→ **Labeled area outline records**
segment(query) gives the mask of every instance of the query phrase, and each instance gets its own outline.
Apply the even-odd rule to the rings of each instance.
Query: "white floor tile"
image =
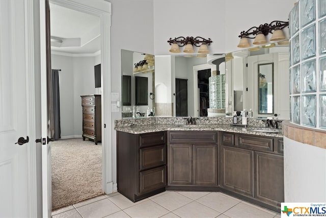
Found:
[[[105,218],[130,218],[128,214],[122,210],[120,210],[116,213],[113,213],[107,216],[105,216]]]
[[[102,217],[121,210],[107,198],[78,207],[77,210],[84,218]]]
[[[114,204],[118,206],[122,210],[136,205],[146,201],[148,201],[148,199],[145,199],[142,201],[138,201],[135,203],[132,202],[122,195],[117,195],[107,199],[111,201]]]
[[[170,211],[193,201],[192,200],[174,191],[154,198],[151,200]]]
[[[151,200],[129,207],[124,211],[133,218],[159,217],[170,212]]]
[[[51,215],[52,215],[53,216],[53,215],[55,215],[57,214],[58,213],[62,213],[63,212],[67,211],[68,210],[72,210],[73,209],[75,209],[75,208],[73,207],[73,206],[72,205],[67,206],[67,207],[62,207],[62,208],[58,209],[57,210],[53,210],[53,211],[52,211],[52,213],[51,213]]]
[[[86,205],[88,204],[90,204],[93,202],[95,202],[96,201],[100,201],[101,200],[105,199],[106,197],[104,195],[101,195],[99,196],[96,197],[95,198],[91,198],[90,199],[84,201],[82,201],[82,202],[77,203],[77,204],[75,204],[73,205],[75,208],[77,207],[82,207],[83,206]]]
[[[240,203],[239,201],[221,195],[220,192],[210,193],[196,201],[222,213]]]
[[[167,214],[165,214],[164,216],[160,217],[159,218],[180,218],[180,216],[178,216],[173,213],[173,212],[169,213]]]
[[[224,213],[232,218],[273,218],[273,214],[240,202]]]
[[[180,195],[189,198],[193,200],[197,200],[199,198],[208,195],[210,192],[202,192],[202,191],[178,191]]]
[[[158,193],[158,194],[156,194],[156,195],[154,195],[154,196],[151,196],[151,197],[149,197],[149,198],[149,198],[149,199],[153,199],[153,198],[156,198],[156,197],[158,197],[158,196],[161,196],[162,195],[165,195],[165,194],[166,194],[166,193],[169,193],[169,192],[171,192],[171,191],[163,191],[162,192],[160,192],[160,193]]]
[[[52,215],[52,218],[82,218],[82,216],[79,214],[75,209],[68,210],[67,211],[63,212],[61,213],[59,213],[57,215]]]
[[[216,210],[195,201],[174,210],[173,213],[184,218],[215,217],[220,214]]]

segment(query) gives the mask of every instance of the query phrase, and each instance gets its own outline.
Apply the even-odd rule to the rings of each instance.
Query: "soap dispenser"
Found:
[[[247,111],[243,109],[242,111],[242,125],[247,125]]]
[[[236,116],[236,111],[233,111],[233,124],[236,124],[238,123],[238,117]]]

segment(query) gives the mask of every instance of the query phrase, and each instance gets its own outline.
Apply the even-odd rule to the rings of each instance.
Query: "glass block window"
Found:
[[[289,16],[291,122],[326,129],[326,0],[299,0]]]

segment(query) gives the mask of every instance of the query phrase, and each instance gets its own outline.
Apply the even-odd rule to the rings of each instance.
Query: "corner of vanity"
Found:
[[[118,191],[133,202],[166,190],[221,191],[279,212],[282,129],[255,131],[231,119],[198,117],[191,127],[184,117],[116,120]]]

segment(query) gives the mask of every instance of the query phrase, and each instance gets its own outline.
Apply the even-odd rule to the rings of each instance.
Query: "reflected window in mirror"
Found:
[[[258,114],[274,113],[274,63],[258,64]]]

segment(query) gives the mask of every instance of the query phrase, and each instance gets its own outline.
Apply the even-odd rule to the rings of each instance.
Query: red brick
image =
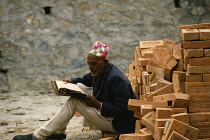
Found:
[[[209,66],[210,57],[190,58],[189,64],[190,66]]]
[[[183,42],[184,49],[202,49],[210,48],[210,40],[206,41],[192,41],[192,42]]]
[[[172,83],[175,93],[185,92],[186,73],[182,71],[173,71]]]
[[[183,41],[200,39],[200,32],[197,29],[182,29],[181,35]]]
[[[210,29],[199,29],[200,40],[210,40]]]
[[[184,49],[184,55],[186,57],[203,57],[204,49]]]

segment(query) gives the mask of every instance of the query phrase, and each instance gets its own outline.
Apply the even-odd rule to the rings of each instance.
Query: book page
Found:
[[[63,81],[55,81],[55,82],[56,82],[56,84],[58,86],[58,89],[60,89],[60,88],[67,88],[67,89],[72,90],[72,91],[84,93],[84,91],[80,87],[78,87],[78,85],[76,85],[76,84],[64,83]]]

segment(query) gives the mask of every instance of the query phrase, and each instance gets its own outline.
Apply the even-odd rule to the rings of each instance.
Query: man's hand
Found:
[[[66,83],[72,83],[72,81],[71,80],[69,80],[69,79],[65,79],[65,80],[63,80],[63,82],[66,84]]]
[[[100,107],[101,107],[101,102],[99,102],[95,97],[93,97],[91,95],[86,95],[85,103],[89,107],[94,107],[97,109],[100,109]]]

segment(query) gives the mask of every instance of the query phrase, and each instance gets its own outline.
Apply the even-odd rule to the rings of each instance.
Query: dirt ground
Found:
[[[33,133],[62,108],[69,97],[53,93],[17,92],[0,94],[0,140],[12,140],[16,134]],[[82,125],[82,117],[74,116],[66,140],[97,140],[100,131]]]

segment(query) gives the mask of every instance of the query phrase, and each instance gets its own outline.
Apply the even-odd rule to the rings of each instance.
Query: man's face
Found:
[[[87,64],[92,76],[98,76],[108,64],[108,60],[93,54],[88,54]]]

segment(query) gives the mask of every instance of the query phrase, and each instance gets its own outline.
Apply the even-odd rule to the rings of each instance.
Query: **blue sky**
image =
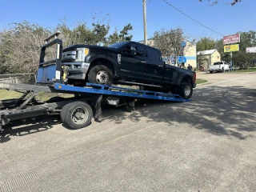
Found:
[[[234,6],[220,0],[217,6],[198,0],[166,0],[190,17],[218,33],[229,35],[238,31],[256,30],[256,1],[242,0]],[[114,28],[131,23],[134,41],[143,40],[142,0],[0,0],[0,30],[9,24],[28,21],[45,27],[55,28],[60,19],[66,18],[71,26],[76,21],[84,20],[90,26],[92,15],[100,19],[106,14]],[[148,38],[155,30],[182,26],[190,39],[201,36],[222,38],[219,34],[206,29],[182,14],[162,0],[147,0]]]

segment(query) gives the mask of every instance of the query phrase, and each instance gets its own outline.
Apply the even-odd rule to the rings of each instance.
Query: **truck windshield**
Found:
[[[112,45],[108,46],[108,47],[119,50],[119,49],[121,49],[123,46],[125,46],[125,45],[126,45],[126,44],[127,44],[127,42],[116,42],[116,43],[114,43],[114,44],[112,44]]]

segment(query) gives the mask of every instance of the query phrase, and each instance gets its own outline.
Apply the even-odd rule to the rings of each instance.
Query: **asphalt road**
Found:
[[[0,191],[256,191],[256,74],[204,74],[188,103],[106,109],[73,130],[5,131]]]

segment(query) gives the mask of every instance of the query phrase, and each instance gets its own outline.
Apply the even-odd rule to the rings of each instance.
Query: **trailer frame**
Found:
[[[62,42],[57,38],[56,33],[46,38],[46,45],[41,49],[40,62],[34,85],[0,82],[0,89],[22,92],[19,98],[0,100],[0,133],[5,126],[17,120],[42,115],[61,114],[63,123],[71,129],[87,126],[94,117],[100,121],[102,117],[102,101],[116,107],[124,106],[127,111],[134,109],[138,99],[153,99],[168,102],[186,102],[178,94],[157,91],[148,91],[86,83],[86,86],[67,84],[62,78]],[[53,41],[50,40],[54,38]],[[57,45],[56,58],[45,62],[46,48]],[[47,102],[38,102],[35,96],[38,92],[72,94],[73,98],[52,98]]]

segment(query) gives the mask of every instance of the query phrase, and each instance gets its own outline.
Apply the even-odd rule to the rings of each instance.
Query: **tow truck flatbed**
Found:
[[[71,129],[80,129],[90,125],[91,119],[102,116],[101,104],[104,100],[109,105],[124,106],[127,110],[134,107],[137,99],[154,99],[186,102],[178,94],[148,91],[119,86],[86,83],[86,86],[68,85],[61,75],[62,41],[58,34],[55,39],[42,47],[40,63],[35,85],[1,82],[0,89],[22,92],[20,98],[0,100],[0,133],[3,127],[13,121],[31,118],[42,115],[60,114],[61,118]],[[46,48],[57,44],[55,60],[44,61]],[[54,71],[53,71],[54,70]],[[73,94],[74,98],[52,98],[47,102],[36,101],[38,92]],[[93,109],[95,112],[93,113]]]

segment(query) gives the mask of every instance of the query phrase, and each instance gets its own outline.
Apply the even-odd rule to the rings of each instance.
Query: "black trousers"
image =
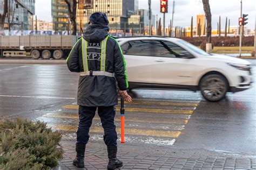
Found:
[[[79,125],[77,132],[77,144],[86,144],[90,138],[89,130],[97,107],[79,106]],[[117,134],[114,118],[116,116],[114,106],[98,107],[99,115],[104,129],[104,140],[107,146],[116,146]]]

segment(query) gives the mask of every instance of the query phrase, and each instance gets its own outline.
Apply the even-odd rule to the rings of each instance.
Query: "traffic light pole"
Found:
[[[255,19],[256,19],[256,14]],[[256,22],[255,22],[255,27],[254,27],[254,53],[256,53]]]
[[[240,10],[240,17],[242,18],[242,0],[241,0],[241,10]],[[242,54],[242,25],[240,25],[240,39],[239,39],[239,57],[241,56]]]
[[[150,20],[150,36],[152,36],[151,27],[151,0],[149,0],[149,19]]]
[[[164,13],[164,20],[163,21],[164,23],[163,23],[163,29],[164,29],[164,31],[163,31],[163,34],[164,36],[165,36],[165,13]]]

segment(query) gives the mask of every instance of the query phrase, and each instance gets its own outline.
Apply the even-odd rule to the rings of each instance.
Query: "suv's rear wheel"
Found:
[[[223,76],[210,74],[203,77],[200,81],[199,88],[206,100],[211,102],[218,102],[225,97],[228,84]]]

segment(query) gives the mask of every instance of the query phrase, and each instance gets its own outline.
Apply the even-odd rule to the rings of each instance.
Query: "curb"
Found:
[[[65,60],[0,59],[0,63],[64,65]]]

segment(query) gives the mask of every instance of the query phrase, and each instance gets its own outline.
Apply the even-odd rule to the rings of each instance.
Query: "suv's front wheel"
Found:
[[[218,102],[225,97],[228,84],[223,76],[210,74],[203,77],[199,83],[199,88],[206,100],[211,102]]]

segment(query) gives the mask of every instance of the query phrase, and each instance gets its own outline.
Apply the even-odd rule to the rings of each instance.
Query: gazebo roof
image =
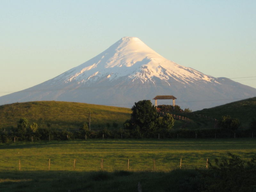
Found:
[[[177,98],[173,95],[157,95],[153,99],[177,99]]]

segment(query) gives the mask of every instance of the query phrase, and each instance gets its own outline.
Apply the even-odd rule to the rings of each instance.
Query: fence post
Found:
[[[153,171],[156,171],[156,160],[155,158],[153,159]]]
[[[76,170],[76,159],[74,159],[74,171]]]
[[[100,163],[100,167],[101,169],[103,170],[103,159],[101,159],[101,163]]]

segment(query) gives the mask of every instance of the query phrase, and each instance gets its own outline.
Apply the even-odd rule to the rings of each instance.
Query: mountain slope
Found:
[[[159,95],[174,95],[177,104],[195,110],[256,96],[256,89],[179,65],[138,38],[125,37],[55,77],[0,97],[0,105],[56,100],[130,108]]]
[[[223,116],[229,115],[232,118],[237,118],[243,126],[248,128],[252,118],[256,117],[256,97],[195,111],[192,114],[200,114],[218,120]]]
[[[77,130],[84,124],[89,124],[89,113],[92,129],[103,129],[107,127],[107,124],[113,128],[114,122],[120,128],[130,118],[131,112],[128,108],[73,102],[15,103],[0,106],[0,130],[16,127],[21,118],[28,119],[29,124],[36,123],[40,128],[50,126],[53,129]]]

→ **EXERCISE REQUIREMENTS**
Which lines in the records above contain the string "window"? Copy each of them in full.

→ **ANSWER IN FULL**
Query: "glass block window"
Query: "reflected window in mirror"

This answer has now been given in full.